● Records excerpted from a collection

☆ ☆ ☆ ☆

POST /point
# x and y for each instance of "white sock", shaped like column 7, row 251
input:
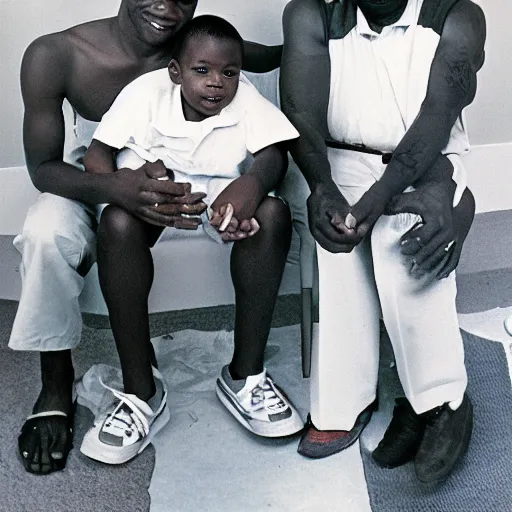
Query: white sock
column 455, row 404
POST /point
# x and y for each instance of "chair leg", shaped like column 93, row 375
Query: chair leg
column 306, row 330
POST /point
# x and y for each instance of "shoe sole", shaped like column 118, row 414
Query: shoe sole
column 119, row 455
column 260, row 428
column 464, row 448
column 316, row 453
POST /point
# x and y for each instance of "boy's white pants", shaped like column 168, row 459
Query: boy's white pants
column 374, row 279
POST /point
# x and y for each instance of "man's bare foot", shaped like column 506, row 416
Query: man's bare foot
column 46, row 437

☆ ☆ ☆ ☆

● What you are asked to do
Every line of the data above should be quoted exactly. Omit the pictures.

● Output for this exercise
POST /point
# x and y for each instance of "white sock", shaped like column 7, row 251
input:
Query: white sock
column 455, row 404
POST /point
# x and y for each instance of "chair leg", shaped like column 93, row 375
Query: chair leg
column 306, row 330
POST /point
# x and y for each instance of "shoe sole", shaped like column 118, row 414
Query: shoe sole
column 119, row 455
column 260, row 428
column 464, row 448
column 316, row 453
POST /point
# x and y for each instance of "boy's white pants", shaped like column 168, row 459
Query: boy's white pants
column 374, row 279
POST /point
# x and y for each instance of "man's bare foot", shaped like column 506, row 416
Query: man's bare foot
column 46, row 437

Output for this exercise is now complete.